— WORK TO COMPLETE —
The lines from the one with "of the window" through the last line below are to be copied exactly; no other lines are to be returned.

Source records
------------------------

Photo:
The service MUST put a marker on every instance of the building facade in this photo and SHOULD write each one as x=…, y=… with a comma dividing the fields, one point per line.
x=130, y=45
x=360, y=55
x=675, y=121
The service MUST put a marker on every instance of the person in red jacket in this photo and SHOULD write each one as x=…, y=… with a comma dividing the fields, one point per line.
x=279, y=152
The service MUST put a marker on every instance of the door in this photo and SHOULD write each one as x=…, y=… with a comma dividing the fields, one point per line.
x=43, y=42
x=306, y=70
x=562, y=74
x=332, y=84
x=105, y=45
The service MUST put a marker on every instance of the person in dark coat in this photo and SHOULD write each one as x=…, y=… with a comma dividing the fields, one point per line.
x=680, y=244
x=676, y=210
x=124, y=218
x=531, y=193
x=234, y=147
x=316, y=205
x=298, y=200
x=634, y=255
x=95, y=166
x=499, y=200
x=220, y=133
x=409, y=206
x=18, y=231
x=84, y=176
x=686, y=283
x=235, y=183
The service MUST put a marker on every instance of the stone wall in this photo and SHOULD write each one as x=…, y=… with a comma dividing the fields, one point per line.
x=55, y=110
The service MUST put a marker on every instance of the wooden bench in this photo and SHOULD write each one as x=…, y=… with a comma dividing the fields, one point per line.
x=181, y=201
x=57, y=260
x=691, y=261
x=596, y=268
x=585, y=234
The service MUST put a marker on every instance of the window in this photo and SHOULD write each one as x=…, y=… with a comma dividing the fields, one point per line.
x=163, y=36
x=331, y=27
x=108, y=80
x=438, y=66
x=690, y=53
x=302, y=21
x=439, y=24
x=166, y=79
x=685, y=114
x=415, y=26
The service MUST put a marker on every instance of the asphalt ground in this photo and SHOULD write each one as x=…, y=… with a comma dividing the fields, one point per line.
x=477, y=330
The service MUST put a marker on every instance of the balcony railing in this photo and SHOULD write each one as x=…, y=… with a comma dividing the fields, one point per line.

------------------------

— RESPONSE BELOW —
The service MUST put a marker on every instance of the window in this photo and SHOULD write each one as x=…, y=… with a comma dividing the fields, one point per line.
x=163, y=36
x=331, y=27
x=108, y=80
x=438, y=66
x=690, y=53
x=302, y=21
x=439, y=24
x=166, y=79
x=685, y=114
x=415, y=26
The service MUST put a marker on every instance of the asphalt ground in this photo and SHOULD write each one as x=…, y=… with a comma dividing the fields, one point per line.
x=477, y=330
The service MUST put a marker on every instance of the balcony railing in this photo and SHOULD write each one as x=…, y=… with a comma dividing the fields, one point per line.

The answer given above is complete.